§ **Requirement**
Write out every row below as a numbered list, skipping any blank lines and leaving the pictures out.

START Data rows

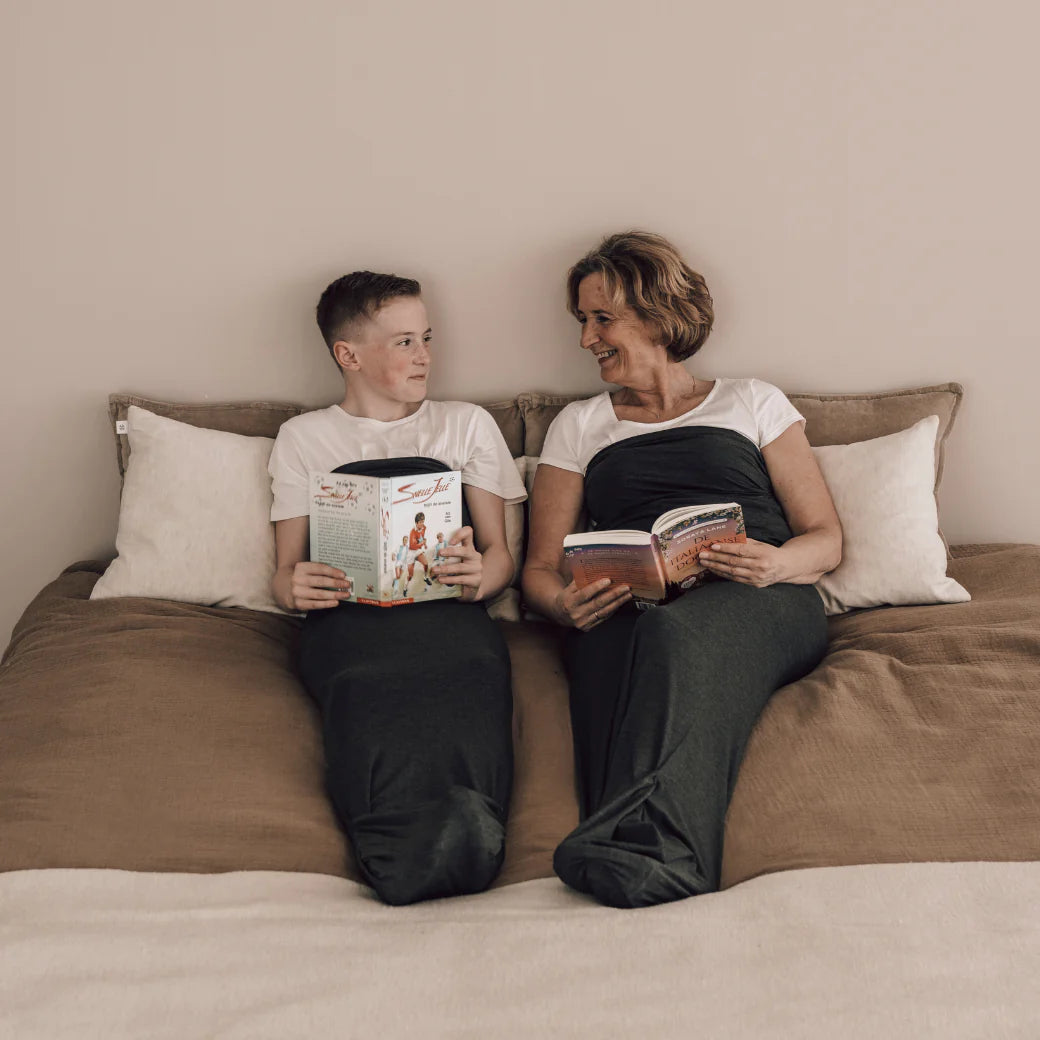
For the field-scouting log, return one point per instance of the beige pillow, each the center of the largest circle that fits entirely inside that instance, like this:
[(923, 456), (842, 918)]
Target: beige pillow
[(193, 518), (892, 552), (262, 418)]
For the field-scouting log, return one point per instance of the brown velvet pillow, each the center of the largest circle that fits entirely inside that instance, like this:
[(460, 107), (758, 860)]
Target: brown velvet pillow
[(829, 418), (262, 418)]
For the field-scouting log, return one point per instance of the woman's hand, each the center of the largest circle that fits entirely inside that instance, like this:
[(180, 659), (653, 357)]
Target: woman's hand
[(587, 606), (462, 565), (751, 563)]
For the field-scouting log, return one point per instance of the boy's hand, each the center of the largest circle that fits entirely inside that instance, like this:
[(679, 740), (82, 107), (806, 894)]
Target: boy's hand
[(316, 587), (462, 565)]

END Data rows

§ **Task output**
1. For the field-scouting log, return one point per instance of the beige pillow, each the center of the largest circle that fits entirely inside that instance, like this:
2. [(923, 456), (842, 918)]
3. Target: beige pillow
4. [(193, 518), (892, 552), (262, 418)]
5. For the field-scouting log, return one point per instance of the brown velvet pillow, each the center of the largest circle that fits entirely inside that instance, like this:
6. [(460, 107), (758, 860)]
7. Target: brown velvet pillow
8. [(829, 418), (262, 418)]
9. For the field-scouting log, return one point per instance of the woman's hand, each the center of the largest circle that fits entirely inside that instance, like this:
10. [(180, 659), (653, 357)]
11. Target: woman's hand
12. [(587, 606), (462, 565), (751, 563)]
13. For the field-scouting log, return one point per instance of the boy's hand, each the center of the largest circle that fits entirely inside that instance, like this:
14. [(679, 740), (82, 107), (806, 894)]
15. Target: boy's hand
16. [(316, 587), (462, 565)]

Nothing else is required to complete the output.